TEXTO PARA LEER:
'''
Jackson cogió el camión, lo vació en su piscina y buceó desnudo en aquel esplendor verde.

Que no está hecho de piedra, el hombre.

Algo se ha filtrado de la película que quería rodar Guillermo del Toro, pero no mucho, y el propio director está amordazado por un contrato de confidencialidad, o sea vigilado por los abogados de la Metro, que no se caracterizan por su sentido del humor. Quizá dentro de unos años alguien haga un documental explicando qué había planeado el director guadalajarense para aquella película que nunca se rodará. Precedentes no faltan. En serio.

Peter Jackson, acaso resentido con la deserción de del Toro, agarró sus dos años de borradores de guión y diseños y se limpió el culo con ellos. Así pasó de tener un proyecto que no le gustaba, que no reflejaba su propio concepto de El Hobbit, a no tener ningún proyecto en absoluto y, ¿sabes qué?, se nota.
«[...]no retrasamos el reloj un año y medio para darme ese tiempo de preparación para diseñar la película, que era diferente a la que él [del Toro] estaba haciendo
Se nota mucho.

"Y aquí va una gran... ya sabes... pantalla verde y toda esa mierda".

Llegado Jackson al proyecto, las dos películas se convirtieron de repente en una trilogía. Aquí entré en modo pánico. «¿Tres pelis? ¡Pero si el libro apenas da para dos!» Claro está que yo pensaba como escritor, no como productor de cine: ¿por qué asaltar la ventana de consumo de Navidad dos años consecutivos cuando puedo coparla durante tres? Lo de convertir el último libro de una saga en dos películas se ha acabado convirtiendo en una costumbre, aunque sean libros penosos de los que salen peores largometrajes, pero no nos vayamos ahora por las ramas. «Sarita bendita», me decía yo, que rima y todo, «esto va a acabar como el rosario de la Aurora. Bueno, tengamos fe. Confiemos en Peter.»
'''
INSTRUCCIONES DE TRABAJO:
1) Enumere todas las preguntas del texto sobre la adaptación de El Hobbit que aparecen entre los signos «¿» y «?».
2) Transcriba literalmente el pasaje del texto sobre la adaptación de El Hobbit que empieza en "Peter Jackson, acaso" y sigue hasta "qué?, se nota.".
3) Escriba la continuación del texto sobre la adaptación de El Hobbit a partir de su última frase.

REGISTROS DE DATOS:
'''
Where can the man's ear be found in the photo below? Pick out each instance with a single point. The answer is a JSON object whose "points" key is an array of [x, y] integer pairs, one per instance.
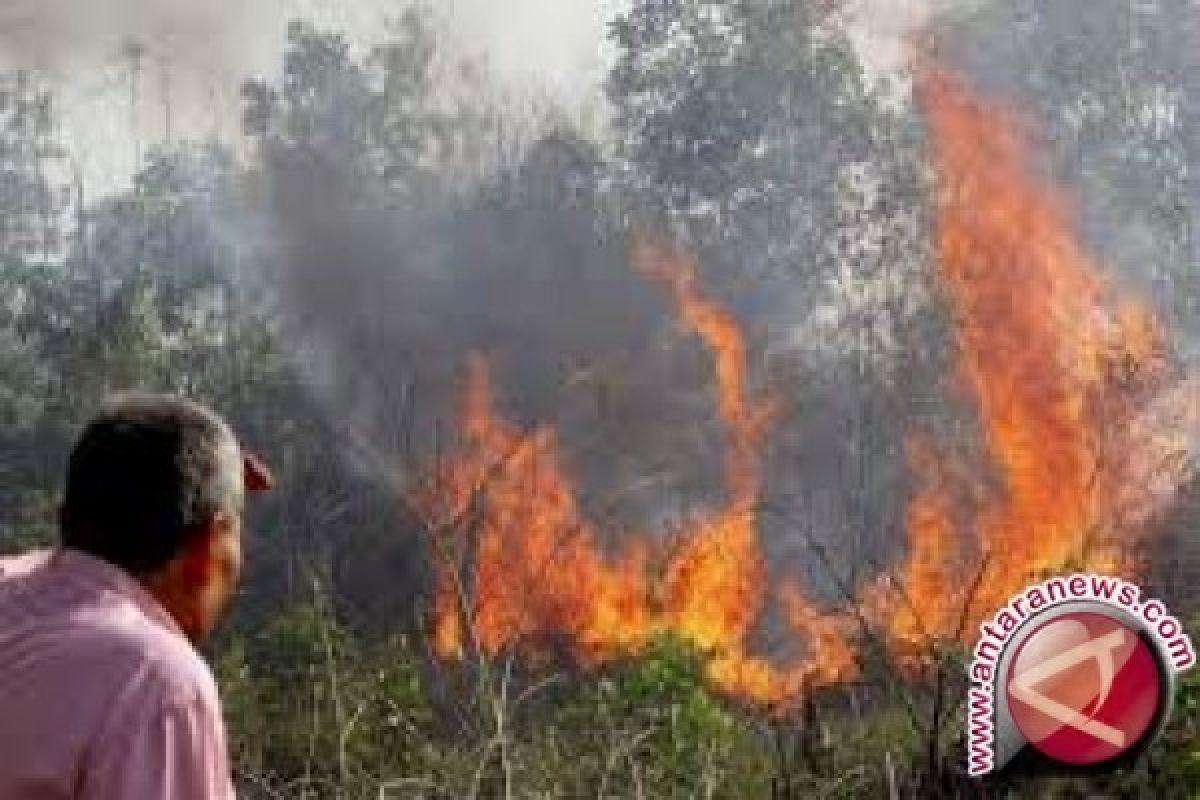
{"points": [[198, 557]]}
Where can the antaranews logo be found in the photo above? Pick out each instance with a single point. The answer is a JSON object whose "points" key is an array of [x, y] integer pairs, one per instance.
{"points": [[1079, 668]]}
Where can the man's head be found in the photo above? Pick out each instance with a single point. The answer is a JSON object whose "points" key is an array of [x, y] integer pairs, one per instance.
{"points": [[156, 486]]}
'''
RESULTADOS DEL EJERCICIO:
1)
- ¿sabes qué?
- ¿Tres pelis?
- ¿por qué asaltar la ventana de consumo de Navidad dos años consecutivos cuando puedo coparla durante tres?

2)
Peter Jackson, acaso resentido con la deserción de del Toro, agarró sus dos años de borradores de guión y diseños y se limpió el culo con ellos. Así pasó de tener un proyecto que no le gustaba, que no reflejaba su propio concepto de El Hobbit, a no tener ningún proyecto en absoluto y, ¿sabes qué?, se nota.

3)
Vi El Hobbit: Un viaje inesperado y, para qué negarlo, me gustó; aunque en seguida advertí sus defectos: a la película le sobraban como poco treinta minutos. Toda la subtrama de venganza de Azog el profanador me pareció un corta y pega gratuito. Además, y perdón por el rapto friki, ¿no se decía claramente en El Hobbit que Dáin Palito Palito había matado a Azog a las puertas de Moria durante la batalla de Azanulbizar? ¿Qué coño hace este tío bestia aquí, redivivo? Y, ya puestos, ¿qué cojones pintan Saruman y Galadriel en El Hobbit? Siempre sospeché que a Peter Jackson se la pone tiesa Cate Blanchett, uno de los rostros más artificiales e inexpresivos del universo, pero ¡joder!

Afrontémoslo: podría haber sido peor.

Me gustó John Wats... digooo Martin Freeman como Bilbo (aunque se parece a Ian Holm de joven casi tanto como mi ojete, y eso, lo quieras o no, corta un poco el rollo), me gustó  Richard Armitage en el papel de Thorin Escudo de Roble, me gustó, faltaría plus, sir Ian McKellen como Gandalf; una vez más me fue imposible tomarme en serio a Hugo Weaving como Elrond, pero la culpa es de ésta película, no del trabajo del actor.

Su cirujano plástico se ha comprado un planeta. En serio.


Sí, vale, comparados con la infinita expresividad y variados registros dramáticos de Gollum, que, recordemos, estaba generado por ordenador, todos los personajes parecían muñecos de Jim Henson, pero eso no me importó.

No me creíais, ¿eh, cabrones?
Un año después vi El Hobbit: La desolación de Smaug y empecé como el niño del anuncio: «Ay, mi madre... Ay, mi madre...»

¿Era esto absolutamente necesario?


A la puta película le sobraba la mitad del metraje. La mitad. Todos los momentos de slapstick, la subtrama de Bardo y la Ciudad del Lago, la incomprensible, irritante e insulsa historia de amor entre Tauriel y Kili. Y la propia Tauriel. Y otra vez Cate Blanchett. Y Elfolas ni te cuento.

Está que cruje, pero ni sale en el libro ni enseña las perolas en la peli. ¿Para qué coño la contrataron?


Cuando vi El Hobbit: La batalla de los cinco ejércitos creí que me daba un tabardillo. Y no fui el único.

Esto sucedió. Y nosotros lo permitimos.
Una película sin asidero. Nada. Dos horas y veinte minutos de la molicie más absoluta, de planos de CGI sin ligazón lógica, de una de las batallas más sosas de la historia del cine, del menda que esto escribe removiéndose en su butaca como si le hubiesen encendido una hoguera en el ano y repitiéndose una y otra vez «por Dios, que se acabe ya. Por Dios que se acabe ya». No me extraña que un ser humano con esfuerzo se haya pulido su propio montaje de la trilogía, hasta reducirla a algo menos nauseativo.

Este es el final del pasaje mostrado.